In the material between the lines holding "Rules: pick out every instance of the man's arm" and "point(339, 336)", inclusive, change every "marker" to "dot". Return only those lines, with everything else left as it is.

○ ○ ○

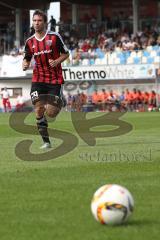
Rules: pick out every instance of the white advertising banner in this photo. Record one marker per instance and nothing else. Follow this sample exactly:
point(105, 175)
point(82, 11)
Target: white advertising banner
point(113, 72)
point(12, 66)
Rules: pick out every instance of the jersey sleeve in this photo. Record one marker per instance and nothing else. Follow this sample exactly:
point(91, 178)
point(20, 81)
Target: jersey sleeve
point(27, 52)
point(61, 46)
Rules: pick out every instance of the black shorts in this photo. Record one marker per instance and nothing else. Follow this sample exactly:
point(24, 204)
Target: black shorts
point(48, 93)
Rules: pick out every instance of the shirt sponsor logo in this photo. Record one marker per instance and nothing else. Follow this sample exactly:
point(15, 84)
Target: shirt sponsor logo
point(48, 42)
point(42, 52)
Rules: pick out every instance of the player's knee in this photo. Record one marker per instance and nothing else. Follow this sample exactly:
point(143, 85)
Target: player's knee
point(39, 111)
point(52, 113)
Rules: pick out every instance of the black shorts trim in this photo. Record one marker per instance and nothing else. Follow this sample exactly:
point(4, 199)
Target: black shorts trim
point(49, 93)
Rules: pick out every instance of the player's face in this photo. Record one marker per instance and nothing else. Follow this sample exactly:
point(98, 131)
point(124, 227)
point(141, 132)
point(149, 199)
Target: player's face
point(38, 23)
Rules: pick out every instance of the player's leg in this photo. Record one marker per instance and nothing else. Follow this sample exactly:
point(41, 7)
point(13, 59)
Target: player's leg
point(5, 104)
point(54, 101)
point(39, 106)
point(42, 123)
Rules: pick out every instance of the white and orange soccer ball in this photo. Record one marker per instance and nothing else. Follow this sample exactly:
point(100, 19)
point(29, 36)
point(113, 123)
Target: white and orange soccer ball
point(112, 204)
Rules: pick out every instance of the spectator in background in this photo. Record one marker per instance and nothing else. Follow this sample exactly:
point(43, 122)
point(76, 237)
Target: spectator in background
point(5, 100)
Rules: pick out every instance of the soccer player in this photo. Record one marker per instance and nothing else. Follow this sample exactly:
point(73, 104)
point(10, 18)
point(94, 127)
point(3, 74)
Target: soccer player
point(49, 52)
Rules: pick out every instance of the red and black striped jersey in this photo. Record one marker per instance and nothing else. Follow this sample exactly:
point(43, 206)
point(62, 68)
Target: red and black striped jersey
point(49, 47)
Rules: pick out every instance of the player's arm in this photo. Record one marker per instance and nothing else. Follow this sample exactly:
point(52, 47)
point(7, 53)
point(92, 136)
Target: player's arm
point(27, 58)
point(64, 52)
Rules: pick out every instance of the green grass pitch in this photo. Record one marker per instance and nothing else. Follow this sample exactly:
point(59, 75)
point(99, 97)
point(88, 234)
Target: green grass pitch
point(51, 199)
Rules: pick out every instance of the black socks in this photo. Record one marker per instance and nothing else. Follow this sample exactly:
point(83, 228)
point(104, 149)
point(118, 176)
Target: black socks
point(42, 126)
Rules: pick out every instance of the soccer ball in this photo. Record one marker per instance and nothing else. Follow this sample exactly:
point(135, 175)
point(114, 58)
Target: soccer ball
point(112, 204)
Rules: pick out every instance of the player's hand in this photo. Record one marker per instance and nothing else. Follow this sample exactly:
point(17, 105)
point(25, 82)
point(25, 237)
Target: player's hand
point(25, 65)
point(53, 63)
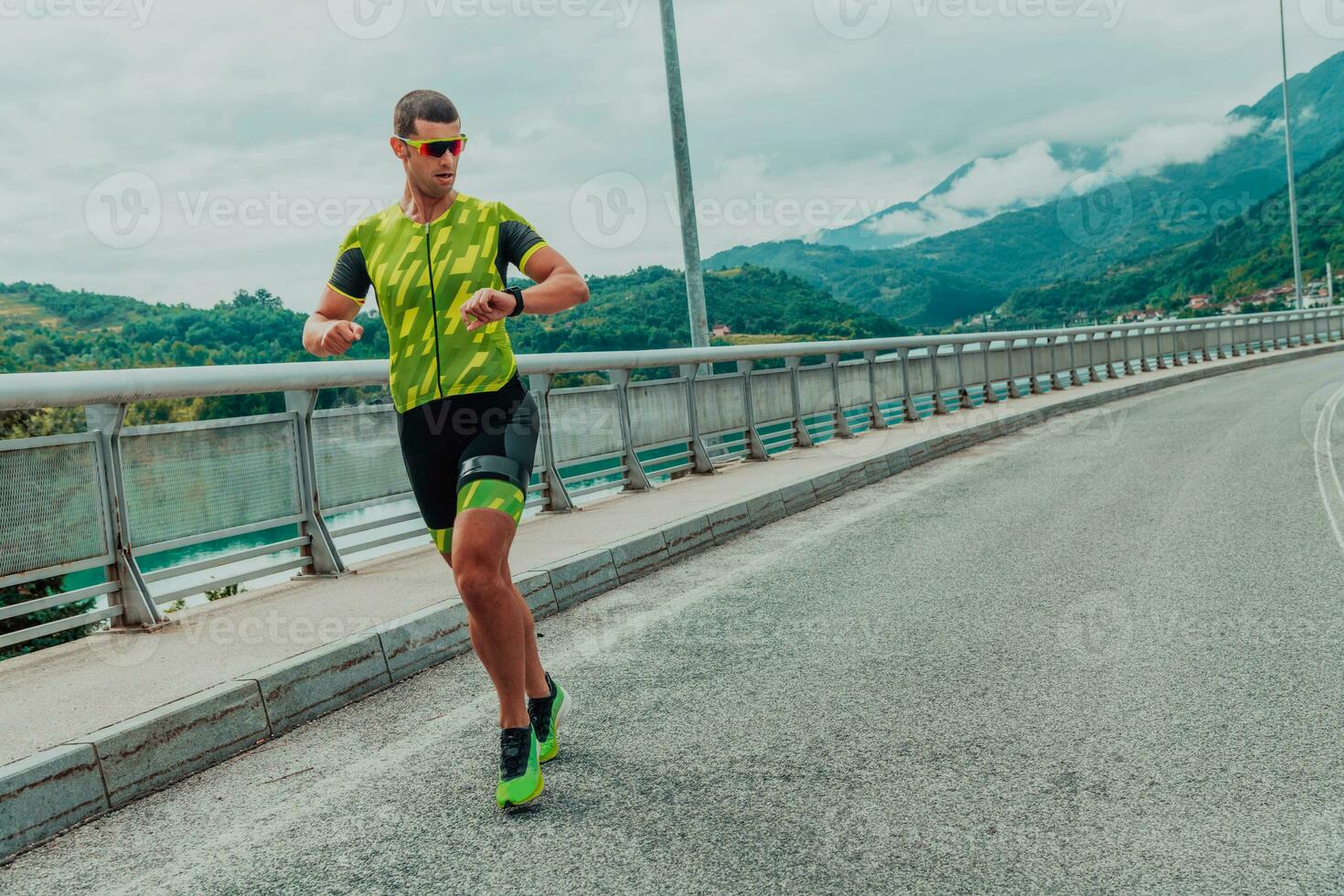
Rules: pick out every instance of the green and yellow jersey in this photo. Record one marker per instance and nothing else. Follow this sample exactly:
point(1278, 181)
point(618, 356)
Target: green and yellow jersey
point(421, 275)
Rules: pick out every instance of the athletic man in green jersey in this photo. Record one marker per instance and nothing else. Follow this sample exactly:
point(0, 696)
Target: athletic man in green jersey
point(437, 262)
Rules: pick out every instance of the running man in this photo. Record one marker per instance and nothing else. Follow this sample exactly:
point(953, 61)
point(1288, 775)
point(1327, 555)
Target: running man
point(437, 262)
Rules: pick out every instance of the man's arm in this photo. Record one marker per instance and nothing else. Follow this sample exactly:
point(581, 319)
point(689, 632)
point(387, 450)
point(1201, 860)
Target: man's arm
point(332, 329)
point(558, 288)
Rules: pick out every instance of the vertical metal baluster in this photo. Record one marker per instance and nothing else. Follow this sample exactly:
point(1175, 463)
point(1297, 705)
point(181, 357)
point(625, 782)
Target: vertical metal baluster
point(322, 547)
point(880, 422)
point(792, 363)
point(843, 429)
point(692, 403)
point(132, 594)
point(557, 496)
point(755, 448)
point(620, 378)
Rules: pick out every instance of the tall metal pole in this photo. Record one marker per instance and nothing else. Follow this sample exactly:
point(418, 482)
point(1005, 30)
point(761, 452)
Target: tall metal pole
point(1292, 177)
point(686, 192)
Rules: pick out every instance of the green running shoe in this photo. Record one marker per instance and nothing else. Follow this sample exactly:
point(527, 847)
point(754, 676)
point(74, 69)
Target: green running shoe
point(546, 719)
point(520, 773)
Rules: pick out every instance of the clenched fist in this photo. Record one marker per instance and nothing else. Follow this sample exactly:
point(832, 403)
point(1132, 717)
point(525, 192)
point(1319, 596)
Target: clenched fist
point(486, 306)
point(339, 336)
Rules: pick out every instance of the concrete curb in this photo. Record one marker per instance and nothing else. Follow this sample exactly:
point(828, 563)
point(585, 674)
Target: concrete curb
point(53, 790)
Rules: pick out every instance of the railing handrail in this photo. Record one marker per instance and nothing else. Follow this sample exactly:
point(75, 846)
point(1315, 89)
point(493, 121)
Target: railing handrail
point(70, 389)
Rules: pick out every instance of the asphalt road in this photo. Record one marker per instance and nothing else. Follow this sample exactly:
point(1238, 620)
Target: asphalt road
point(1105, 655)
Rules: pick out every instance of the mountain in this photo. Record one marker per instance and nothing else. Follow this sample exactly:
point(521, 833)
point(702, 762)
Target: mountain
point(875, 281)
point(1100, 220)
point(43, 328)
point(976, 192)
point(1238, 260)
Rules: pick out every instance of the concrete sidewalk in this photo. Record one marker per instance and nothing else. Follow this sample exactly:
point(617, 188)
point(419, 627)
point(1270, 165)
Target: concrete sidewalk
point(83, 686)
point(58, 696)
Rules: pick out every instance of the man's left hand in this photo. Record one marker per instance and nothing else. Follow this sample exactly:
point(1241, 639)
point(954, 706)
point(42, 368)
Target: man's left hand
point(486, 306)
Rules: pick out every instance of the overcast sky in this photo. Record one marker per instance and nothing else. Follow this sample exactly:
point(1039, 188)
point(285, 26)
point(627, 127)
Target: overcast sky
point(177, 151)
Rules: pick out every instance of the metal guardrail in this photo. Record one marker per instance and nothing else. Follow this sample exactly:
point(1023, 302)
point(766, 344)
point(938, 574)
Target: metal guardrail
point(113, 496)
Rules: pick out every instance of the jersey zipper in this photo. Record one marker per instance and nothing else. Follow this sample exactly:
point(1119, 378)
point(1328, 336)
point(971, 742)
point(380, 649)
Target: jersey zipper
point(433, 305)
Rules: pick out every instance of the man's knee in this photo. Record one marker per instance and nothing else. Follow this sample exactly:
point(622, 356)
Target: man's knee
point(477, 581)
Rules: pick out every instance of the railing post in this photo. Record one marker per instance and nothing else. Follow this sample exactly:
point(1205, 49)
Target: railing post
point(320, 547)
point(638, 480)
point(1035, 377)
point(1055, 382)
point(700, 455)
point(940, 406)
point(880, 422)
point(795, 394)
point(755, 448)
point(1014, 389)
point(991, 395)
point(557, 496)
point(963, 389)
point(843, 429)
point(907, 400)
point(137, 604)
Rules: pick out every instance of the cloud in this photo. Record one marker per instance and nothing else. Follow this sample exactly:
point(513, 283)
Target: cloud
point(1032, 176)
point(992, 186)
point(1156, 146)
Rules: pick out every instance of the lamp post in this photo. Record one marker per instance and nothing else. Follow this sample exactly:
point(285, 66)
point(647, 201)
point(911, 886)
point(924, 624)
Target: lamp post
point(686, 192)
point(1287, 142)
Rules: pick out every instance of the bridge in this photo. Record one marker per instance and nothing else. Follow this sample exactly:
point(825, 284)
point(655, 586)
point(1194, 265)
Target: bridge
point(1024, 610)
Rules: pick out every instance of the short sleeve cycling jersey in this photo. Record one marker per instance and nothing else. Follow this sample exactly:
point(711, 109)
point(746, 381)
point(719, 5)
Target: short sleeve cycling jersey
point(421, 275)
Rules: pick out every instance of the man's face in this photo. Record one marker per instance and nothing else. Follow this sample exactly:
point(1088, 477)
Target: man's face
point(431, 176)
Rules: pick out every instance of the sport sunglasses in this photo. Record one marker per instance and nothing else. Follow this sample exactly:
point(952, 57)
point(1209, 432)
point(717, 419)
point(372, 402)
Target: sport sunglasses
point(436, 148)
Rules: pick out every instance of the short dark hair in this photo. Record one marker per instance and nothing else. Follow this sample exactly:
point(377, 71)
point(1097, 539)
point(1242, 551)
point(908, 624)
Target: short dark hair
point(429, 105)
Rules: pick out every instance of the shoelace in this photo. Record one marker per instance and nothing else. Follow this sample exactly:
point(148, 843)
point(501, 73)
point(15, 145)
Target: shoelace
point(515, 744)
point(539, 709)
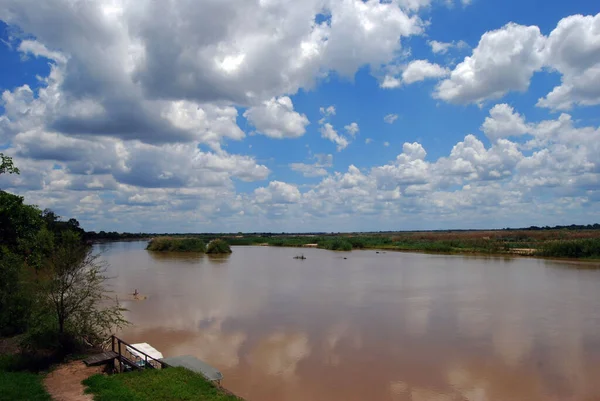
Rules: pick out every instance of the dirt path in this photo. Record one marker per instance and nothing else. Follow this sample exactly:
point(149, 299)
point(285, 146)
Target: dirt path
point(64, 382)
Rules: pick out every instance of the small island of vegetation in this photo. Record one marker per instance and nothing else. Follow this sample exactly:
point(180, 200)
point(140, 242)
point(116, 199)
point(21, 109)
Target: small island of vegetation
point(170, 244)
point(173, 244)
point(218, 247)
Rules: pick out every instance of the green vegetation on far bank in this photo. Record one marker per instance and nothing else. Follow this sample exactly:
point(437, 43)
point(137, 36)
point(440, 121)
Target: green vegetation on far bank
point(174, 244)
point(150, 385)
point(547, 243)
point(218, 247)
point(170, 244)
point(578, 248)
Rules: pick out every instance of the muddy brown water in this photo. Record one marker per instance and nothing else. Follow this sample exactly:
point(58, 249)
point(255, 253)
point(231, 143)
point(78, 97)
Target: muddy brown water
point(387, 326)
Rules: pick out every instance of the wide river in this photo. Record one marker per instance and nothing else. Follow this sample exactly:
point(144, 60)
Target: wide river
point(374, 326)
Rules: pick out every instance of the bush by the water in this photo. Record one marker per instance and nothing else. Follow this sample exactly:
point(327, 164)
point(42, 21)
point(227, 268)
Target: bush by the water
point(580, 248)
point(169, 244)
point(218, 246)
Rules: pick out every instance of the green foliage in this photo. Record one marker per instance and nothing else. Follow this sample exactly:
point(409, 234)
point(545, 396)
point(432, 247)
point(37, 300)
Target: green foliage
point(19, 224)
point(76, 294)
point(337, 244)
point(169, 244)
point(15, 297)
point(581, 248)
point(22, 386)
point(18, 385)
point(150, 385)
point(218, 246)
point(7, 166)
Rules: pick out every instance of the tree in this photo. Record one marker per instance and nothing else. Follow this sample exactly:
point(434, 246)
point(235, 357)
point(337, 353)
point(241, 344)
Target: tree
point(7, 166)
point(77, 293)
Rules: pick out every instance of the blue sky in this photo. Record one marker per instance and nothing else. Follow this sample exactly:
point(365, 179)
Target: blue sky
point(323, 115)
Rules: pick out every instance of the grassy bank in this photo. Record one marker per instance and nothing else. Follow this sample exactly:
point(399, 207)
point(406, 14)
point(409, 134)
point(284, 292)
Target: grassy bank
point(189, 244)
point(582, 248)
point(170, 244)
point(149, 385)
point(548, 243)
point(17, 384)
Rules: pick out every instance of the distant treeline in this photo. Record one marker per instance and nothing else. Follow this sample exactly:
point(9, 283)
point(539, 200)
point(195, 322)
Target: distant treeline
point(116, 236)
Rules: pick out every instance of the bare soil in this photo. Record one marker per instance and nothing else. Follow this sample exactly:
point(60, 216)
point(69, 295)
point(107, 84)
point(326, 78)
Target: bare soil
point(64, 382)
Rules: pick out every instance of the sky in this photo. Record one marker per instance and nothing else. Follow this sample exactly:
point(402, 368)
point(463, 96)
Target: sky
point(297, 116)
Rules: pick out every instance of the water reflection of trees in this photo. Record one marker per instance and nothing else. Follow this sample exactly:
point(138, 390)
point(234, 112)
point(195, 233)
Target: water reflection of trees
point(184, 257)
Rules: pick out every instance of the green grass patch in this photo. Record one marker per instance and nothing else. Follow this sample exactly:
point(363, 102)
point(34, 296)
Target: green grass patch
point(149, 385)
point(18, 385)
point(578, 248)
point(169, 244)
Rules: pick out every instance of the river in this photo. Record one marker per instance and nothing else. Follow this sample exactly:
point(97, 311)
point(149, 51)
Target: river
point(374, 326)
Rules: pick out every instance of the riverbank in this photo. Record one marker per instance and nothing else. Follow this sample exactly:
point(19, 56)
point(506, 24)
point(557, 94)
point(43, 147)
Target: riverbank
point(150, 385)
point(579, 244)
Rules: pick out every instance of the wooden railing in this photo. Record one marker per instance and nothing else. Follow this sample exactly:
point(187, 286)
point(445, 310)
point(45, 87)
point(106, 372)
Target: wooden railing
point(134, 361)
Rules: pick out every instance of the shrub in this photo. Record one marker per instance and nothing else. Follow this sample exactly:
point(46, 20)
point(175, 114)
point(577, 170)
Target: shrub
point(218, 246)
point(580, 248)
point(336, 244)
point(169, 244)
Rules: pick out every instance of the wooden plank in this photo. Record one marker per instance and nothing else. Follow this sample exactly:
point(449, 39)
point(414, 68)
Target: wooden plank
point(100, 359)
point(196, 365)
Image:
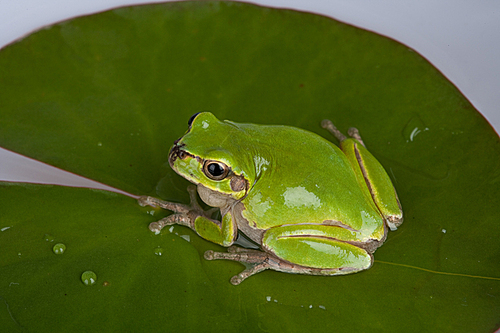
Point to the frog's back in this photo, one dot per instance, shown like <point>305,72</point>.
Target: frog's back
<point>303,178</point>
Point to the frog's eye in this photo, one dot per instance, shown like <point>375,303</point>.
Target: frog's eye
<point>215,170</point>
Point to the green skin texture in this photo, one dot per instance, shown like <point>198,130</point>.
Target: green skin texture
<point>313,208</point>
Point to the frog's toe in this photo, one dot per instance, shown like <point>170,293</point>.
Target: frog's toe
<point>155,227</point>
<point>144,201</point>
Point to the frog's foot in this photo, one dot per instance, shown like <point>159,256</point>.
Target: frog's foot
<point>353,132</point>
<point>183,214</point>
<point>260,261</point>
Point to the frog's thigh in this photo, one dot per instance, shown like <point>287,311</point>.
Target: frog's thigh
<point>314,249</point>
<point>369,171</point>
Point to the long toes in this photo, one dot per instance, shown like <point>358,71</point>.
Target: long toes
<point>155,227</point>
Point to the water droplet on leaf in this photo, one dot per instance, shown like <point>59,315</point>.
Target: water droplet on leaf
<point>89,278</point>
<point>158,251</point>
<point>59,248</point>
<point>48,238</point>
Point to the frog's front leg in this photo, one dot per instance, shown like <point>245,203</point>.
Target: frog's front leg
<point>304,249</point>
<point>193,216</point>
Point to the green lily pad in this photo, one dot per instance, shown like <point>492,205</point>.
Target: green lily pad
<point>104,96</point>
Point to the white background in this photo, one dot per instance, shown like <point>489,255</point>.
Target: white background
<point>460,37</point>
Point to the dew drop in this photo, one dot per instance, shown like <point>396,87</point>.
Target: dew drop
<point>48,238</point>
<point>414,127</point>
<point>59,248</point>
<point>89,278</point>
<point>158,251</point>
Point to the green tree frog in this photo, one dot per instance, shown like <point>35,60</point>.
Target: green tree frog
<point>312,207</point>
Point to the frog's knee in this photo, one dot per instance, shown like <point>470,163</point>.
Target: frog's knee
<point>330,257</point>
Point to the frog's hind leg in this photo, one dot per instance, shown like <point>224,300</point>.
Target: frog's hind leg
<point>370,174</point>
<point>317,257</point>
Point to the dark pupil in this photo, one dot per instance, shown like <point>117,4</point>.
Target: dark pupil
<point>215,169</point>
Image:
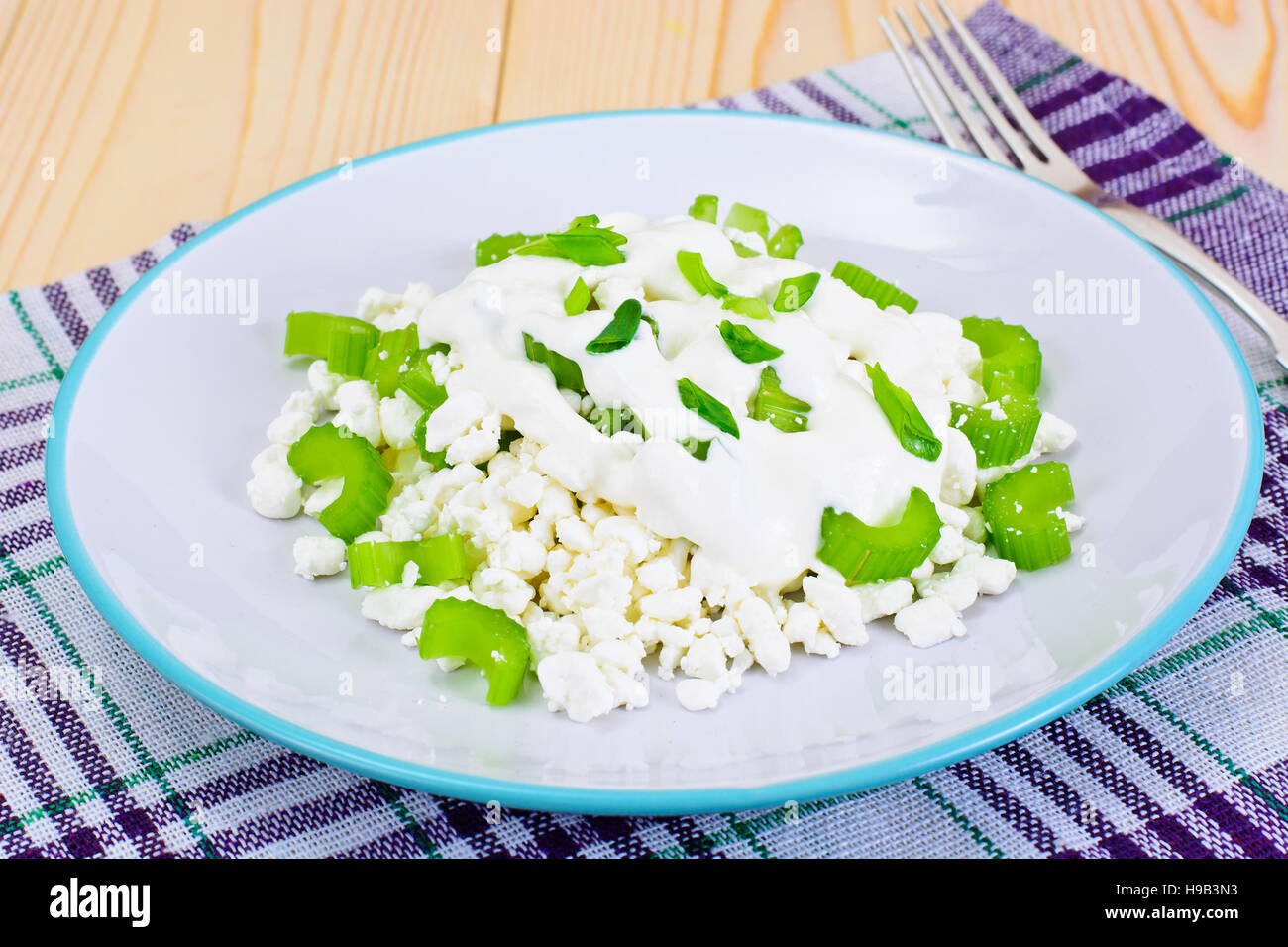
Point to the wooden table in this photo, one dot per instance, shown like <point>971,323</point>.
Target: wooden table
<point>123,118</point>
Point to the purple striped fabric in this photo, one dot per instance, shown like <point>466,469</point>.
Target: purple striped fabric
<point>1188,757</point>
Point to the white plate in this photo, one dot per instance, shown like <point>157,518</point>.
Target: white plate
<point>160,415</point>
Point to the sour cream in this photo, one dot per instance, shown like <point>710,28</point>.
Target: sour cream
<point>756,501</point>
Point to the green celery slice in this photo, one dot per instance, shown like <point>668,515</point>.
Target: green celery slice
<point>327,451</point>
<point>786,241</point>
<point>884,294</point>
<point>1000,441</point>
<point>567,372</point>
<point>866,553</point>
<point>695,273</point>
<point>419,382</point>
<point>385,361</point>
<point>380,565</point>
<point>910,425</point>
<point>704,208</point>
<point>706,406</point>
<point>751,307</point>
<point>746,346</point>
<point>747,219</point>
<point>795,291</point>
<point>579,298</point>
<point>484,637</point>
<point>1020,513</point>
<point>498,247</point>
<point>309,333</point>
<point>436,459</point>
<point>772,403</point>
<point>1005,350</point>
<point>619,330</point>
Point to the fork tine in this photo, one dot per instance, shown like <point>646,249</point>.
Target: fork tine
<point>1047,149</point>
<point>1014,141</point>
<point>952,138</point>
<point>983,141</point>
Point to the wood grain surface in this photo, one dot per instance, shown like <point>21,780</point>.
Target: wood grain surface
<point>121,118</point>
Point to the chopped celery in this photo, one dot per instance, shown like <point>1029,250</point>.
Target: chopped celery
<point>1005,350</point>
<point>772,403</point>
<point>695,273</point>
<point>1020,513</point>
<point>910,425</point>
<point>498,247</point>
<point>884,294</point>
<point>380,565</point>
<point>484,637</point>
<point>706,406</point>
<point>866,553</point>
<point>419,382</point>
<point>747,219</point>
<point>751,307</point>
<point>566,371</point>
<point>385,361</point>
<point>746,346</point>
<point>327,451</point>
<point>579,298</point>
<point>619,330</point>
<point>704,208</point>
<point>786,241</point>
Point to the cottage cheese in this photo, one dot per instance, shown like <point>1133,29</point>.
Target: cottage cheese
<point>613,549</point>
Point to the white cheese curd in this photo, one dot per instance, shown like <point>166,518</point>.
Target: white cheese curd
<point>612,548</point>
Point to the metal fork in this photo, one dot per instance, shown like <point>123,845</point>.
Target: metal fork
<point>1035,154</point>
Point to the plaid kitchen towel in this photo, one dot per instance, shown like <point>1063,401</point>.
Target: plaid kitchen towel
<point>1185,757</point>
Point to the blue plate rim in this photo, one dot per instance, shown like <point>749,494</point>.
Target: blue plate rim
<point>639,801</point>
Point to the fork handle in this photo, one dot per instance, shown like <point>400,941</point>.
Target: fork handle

○ ○ ○

§ Solution to this task:
Rules: pick out every instance of the man's arm in this photo. Record one dot per instance and nothing else. Follow this sample exactly:
point(581, 319)
point(689, 632)
point(387, 450)
point(1201, 860)
Target: man's arm
point(332, 329)
point(558, 288)
Rules: pick out every instance of the vertical metal baluster in this photo. Record one dot per instance and nothing else. Follow this sample exactly:
point(1175, 463)
point(1297, 705)
point(181, 357)
point(625, 782)
Target: vertical metal baluster
point(322, 547)
point(880, 422)
point(792, 363)
point(843, 429)
point(692, 403)
point(132, 594)
point(557, 496)
point(755, 448)
point(620, 378)
Rules: pick out every instance of the tall metal pole in this photo. Record one dot per instance and nothing else. Follow this sample exactly:
point(418, 482)
point(1005, 30)
point(761, 452)
Target: tall metal pole
point(1292, 177)
point(686, 192)
Rules: pick out every instance of the green running shoe in this photo. Record one dot per instance and nothing else. Follow this sample exactly:
point(527, 847)
point(754, 676)
point(74, 69)
Target: green running shoe
point(546, 719)
point(520, 773)
Rules: pick out every instance of the clenched fist in this photo. Record one dot per instance and nothing else. Follow this sample exactly:
point(832, 403)
point(1132, 717)
point(525, 192)
point(1319, 596)
Target: clenched fist
point(486, 306)
point(339, 336)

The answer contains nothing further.